▸ Work to complete:
With the string "pointer" as the filter, copy each matching line from the records.

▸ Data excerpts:

• • • • • • •

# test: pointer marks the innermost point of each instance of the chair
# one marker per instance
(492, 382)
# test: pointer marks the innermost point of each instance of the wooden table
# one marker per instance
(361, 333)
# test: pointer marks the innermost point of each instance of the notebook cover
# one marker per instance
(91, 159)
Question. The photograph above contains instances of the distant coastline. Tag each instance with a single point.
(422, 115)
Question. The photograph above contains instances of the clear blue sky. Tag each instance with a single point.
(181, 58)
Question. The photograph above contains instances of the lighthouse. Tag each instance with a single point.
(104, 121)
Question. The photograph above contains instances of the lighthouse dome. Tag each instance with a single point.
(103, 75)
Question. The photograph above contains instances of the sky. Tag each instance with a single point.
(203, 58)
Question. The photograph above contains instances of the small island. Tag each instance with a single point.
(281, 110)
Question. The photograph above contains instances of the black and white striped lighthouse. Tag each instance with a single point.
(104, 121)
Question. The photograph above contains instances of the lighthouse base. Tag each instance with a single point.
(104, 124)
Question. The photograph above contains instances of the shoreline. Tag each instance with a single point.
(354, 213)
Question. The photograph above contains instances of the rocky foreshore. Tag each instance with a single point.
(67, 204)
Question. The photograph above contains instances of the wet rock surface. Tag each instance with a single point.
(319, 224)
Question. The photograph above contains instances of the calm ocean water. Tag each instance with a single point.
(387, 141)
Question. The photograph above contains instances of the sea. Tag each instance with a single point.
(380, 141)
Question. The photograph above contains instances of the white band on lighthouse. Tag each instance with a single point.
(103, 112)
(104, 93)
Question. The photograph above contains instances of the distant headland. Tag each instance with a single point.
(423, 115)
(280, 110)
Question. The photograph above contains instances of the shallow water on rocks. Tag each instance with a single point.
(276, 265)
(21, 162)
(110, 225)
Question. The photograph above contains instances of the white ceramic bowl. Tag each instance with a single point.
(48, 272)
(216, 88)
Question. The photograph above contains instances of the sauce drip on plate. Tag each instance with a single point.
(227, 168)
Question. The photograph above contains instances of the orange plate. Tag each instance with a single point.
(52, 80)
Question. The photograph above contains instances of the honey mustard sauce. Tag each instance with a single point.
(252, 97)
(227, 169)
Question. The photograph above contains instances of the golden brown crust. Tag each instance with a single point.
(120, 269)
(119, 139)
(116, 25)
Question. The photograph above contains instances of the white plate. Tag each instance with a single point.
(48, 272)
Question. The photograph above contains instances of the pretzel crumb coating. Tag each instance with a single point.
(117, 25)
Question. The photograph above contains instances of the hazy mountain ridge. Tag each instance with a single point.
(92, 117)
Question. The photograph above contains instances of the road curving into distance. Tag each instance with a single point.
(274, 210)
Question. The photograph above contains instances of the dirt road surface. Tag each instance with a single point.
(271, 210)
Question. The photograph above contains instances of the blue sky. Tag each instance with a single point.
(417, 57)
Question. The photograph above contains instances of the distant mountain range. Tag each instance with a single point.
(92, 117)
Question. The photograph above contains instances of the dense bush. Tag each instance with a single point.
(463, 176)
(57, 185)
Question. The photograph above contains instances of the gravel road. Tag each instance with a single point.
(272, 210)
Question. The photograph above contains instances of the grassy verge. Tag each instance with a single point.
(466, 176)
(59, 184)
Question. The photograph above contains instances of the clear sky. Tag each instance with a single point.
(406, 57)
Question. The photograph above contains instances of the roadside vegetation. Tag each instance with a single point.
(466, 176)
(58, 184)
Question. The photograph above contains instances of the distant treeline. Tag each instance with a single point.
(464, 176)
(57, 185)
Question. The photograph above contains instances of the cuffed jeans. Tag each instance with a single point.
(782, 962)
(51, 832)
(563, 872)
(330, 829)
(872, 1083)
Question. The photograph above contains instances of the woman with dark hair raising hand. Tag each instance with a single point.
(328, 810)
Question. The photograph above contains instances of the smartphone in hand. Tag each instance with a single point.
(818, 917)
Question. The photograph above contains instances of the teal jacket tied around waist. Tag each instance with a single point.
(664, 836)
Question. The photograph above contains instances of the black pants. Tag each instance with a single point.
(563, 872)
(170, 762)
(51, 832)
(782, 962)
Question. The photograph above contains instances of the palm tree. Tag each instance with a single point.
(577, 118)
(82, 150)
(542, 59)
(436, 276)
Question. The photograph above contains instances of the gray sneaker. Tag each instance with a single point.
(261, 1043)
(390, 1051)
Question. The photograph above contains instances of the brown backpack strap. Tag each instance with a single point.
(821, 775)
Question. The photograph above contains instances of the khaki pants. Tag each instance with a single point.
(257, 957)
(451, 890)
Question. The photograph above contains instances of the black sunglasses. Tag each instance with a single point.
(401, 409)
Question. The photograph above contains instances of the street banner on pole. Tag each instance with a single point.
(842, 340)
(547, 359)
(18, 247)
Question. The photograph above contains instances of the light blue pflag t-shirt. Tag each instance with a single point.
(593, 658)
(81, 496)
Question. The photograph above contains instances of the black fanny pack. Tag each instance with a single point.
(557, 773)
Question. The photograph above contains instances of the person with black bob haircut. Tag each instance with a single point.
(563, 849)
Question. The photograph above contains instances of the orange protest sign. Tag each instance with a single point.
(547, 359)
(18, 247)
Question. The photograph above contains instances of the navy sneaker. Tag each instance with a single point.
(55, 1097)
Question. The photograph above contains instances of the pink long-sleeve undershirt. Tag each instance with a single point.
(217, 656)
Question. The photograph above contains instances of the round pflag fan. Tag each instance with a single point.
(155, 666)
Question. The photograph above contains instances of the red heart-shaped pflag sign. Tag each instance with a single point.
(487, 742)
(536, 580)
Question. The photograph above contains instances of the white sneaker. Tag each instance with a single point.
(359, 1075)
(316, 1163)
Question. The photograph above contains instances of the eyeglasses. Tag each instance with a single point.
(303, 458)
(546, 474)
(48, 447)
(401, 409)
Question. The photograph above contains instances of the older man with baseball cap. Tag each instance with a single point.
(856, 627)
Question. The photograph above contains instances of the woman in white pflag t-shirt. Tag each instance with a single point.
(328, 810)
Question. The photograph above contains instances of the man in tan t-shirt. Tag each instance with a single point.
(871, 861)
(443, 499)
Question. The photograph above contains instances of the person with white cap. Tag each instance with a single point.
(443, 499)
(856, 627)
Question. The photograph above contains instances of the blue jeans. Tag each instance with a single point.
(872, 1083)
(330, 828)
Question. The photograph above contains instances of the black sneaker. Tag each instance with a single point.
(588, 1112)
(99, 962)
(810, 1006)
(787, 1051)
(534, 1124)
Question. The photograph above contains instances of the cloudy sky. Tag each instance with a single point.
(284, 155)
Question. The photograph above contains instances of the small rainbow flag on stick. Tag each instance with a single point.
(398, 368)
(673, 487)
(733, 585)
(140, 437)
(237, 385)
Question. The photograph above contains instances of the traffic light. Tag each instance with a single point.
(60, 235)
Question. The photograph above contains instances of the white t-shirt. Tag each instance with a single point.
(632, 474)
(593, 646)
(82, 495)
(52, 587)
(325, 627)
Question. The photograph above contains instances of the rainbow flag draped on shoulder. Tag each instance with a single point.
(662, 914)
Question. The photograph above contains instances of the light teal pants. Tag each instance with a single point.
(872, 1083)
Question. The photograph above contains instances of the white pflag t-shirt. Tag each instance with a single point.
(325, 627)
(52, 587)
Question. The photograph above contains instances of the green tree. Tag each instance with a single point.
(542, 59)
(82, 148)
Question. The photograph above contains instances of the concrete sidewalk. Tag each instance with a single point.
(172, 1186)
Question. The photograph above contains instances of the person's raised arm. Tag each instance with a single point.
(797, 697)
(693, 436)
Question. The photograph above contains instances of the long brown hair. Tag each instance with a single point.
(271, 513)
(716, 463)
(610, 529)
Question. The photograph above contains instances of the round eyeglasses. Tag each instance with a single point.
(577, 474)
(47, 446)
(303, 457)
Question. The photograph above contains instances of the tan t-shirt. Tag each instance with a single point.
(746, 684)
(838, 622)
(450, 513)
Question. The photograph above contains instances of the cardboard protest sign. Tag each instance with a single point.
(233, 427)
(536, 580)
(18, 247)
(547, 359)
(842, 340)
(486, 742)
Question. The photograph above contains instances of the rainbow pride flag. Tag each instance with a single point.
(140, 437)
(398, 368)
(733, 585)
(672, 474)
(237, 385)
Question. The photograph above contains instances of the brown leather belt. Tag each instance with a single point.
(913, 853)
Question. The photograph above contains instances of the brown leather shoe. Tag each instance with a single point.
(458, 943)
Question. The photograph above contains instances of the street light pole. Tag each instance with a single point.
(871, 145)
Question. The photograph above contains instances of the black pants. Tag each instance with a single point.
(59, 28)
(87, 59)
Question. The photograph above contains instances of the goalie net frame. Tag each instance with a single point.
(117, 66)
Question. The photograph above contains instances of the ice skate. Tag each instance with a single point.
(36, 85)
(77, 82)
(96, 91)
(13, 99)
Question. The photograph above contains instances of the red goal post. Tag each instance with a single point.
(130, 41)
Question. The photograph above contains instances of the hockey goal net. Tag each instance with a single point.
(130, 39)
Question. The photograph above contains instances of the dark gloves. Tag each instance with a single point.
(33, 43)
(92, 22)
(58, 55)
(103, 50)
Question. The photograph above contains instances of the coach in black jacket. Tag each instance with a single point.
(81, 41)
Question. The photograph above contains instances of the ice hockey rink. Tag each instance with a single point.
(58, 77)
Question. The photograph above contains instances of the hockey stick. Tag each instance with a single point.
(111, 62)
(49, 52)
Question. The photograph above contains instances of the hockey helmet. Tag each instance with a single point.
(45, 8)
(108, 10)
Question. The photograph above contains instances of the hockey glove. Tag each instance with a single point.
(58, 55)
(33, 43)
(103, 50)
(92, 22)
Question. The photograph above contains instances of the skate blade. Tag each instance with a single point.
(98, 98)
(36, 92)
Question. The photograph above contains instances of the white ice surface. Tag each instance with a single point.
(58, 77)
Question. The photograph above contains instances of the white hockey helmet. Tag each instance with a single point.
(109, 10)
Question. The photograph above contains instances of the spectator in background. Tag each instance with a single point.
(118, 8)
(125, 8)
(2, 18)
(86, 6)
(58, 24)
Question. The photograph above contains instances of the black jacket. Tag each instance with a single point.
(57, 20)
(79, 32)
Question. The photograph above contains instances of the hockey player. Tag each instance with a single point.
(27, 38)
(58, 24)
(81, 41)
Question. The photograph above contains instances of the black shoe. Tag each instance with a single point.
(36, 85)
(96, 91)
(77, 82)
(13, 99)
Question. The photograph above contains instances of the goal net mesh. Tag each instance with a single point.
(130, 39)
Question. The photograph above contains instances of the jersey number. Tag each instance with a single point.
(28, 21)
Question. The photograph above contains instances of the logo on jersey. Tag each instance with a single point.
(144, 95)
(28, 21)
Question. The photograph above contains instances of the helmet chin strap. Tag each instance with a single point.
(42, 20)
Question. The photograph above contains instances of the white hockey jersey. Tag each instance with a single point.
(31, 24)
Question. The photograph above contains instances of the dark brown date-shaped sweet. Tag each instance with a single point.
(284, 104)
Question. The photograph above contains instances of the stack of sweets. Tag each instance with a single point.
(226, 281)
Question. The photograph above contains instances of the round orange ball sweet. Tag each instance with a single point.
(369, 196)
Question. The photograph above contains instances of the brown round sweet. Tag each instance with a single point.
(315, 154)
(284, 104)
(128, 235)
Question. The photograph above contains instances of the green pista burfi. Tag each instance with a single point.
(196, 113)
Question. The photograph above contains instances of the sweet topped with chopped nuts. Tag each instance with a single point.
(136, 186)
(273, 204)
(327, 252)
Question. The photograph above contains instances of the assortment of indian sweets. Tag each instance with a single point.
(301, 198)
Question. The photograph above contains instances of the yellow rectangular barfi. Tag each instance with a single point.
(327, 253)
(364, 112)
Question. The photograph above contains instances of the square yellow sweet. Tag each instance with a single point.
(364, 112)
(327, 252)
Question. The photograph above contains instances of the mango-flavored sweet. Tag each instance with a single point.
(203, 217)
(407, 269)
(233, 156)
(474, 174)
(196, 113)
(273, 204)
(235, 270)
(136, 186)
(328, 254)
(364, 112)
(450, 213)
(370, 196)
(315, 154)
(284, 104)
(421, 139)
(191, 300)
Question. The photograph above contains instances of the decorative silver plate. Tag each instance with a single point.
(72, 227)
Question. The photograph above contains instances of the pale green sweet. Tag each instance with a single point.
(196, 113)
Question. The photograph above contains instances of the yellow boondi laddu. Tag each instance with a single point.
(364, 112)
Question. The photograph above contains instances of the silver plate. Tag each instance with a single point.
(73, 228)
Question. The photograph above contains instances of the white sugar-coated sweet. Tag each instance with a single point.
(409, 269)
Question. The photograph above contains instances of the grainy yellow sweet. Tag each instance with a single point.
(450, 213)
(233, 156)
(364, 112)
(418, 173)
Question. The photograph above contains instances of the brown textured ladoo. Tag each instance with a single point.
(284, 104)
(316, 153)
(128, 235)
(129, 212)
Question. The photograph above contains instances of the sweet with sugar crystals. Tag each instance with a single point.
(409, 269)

• • • • • • •

▸ Solution below:
# test: pointer marks the innermost point of each instance of the chair
# test: pointer marks the innermost point of each instance of the wooden table
# test: pointer marks the innermost point of each instance of the notebook cover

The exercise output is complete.